WHAT IS EXPECTED: Beginning with the first line below, output every record verbatim and leave out the images.

SOURCE DATA:
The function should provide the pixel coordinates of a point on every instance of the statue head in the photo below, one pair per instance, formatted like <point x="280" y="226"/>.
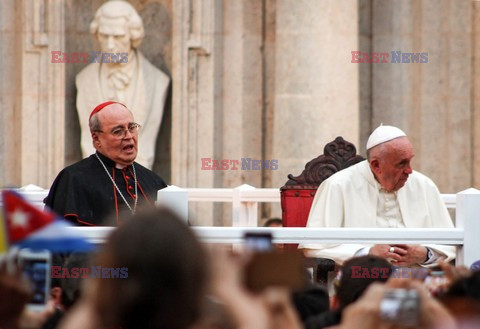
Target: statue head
<point x="118" y="27"/>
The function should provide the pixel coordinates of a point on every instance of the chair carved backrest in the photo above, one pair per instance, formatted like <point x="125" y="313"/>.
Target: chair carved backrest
<point x="298" y="192"/>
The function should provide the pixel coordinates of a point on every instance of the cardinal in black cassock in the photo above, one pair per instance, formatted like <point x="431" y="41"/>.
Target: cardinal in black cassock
<point x="108" y="182"/>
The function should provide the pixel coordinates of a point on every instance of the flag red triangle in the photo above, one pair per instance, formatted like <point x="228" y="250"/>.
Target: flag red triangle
<point x="22" y="218"/>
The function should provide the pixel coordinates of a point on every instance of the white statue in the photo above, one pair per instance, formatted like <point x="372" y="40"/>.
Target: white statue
<point x="126" y="77"/>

TASK RESULT:
The function should provide the pixel coordinates of a point on every instance of the statue head in the photo below, one pair per instance, formatted like <point x="280" y="226"/>.
Target: statue head
<point x="118" y="27"/>
The function should provide the pixel coordinates of a point on every instance of the chair carved backrest in the photo above, one pair per instance, formatted like <point x="125" y="313"/>.
Target: chair carved backrest
<point x="298" y="192"/>
The function should provide the pixel coordinates of a point on every instance of the cardinal in black cassock in the photo above, one pair per instance, formatted like <point x="431" y="41"/>.
Target: cardinal in black cassock
<point x="108" y="182"/>
The function should provide the pixel coordinates of a point on every instance of the flag red triangle in the photo above, one pair per instance, formatted like <point x="228" y="250"/>.
Target: flag red triangle
<point x="22" y="218"/>
The function should provide the pixel coordinates of a point on every instance of the white statue in the photo above, one pair per instance, formatted like <point x="372" y="40"/>.
Target: white statue
<point x="126" y="77"/>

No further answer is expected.